• _WHAT TO WORK ON_
Below is a set of records; restate each one word for word.

RECORDS PROVIDED below:

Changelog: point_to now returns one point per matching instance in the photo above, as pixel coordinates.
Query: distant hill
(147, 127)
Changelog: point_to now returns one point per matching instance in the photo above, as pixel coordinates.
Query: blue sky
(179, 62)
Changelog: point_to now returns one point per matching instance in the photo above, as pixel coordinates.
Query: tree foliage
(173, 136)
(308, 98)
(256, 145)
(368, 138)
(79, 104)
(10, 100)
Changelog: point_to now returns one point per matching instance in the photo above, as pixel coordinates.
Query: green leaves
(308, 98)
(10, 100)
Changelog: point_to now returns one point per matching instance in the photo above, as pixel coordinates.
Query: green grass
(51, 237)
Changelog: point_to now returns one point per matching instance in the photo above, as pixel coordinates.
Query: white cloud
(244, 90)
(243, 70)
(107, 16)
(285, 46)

End of RECORDS PROVIDED.

• _ANSWER TO THE EXERCISE_
Changelog: point_to now returns one point per matching instance in the photo above, as pixel coordinates.
Query: distant hill
(147, 127)
Changelog: point_to now returns one point per matching instance in the photo above, as pixel coordinates.
Query: blue sky
(179, 62)
Changelog: point_to now returns one point per matching instance in the photo above, as pixel coordinates.
Query: tree foliage
(173, 136)
(308, 98)
(256, 145)
(368, 138)
(79, 104)
(10, 100)
Changelog: point_to now returns one point per matching instance in the photo above, as pixel coordinates.
Query: green leaves
(308, 98)
(10, 100)
Changelog: point_to now returns one point per matching instance in the photo above, as pixel coordinates.
Query: green grass
(51, 237)
Changelog: point_to now returns one point per matching instance in the photo above, as pixel coordinates.
Query: white cloud
(244, 90)
(243, 70)
(107, 16)
(285, 46)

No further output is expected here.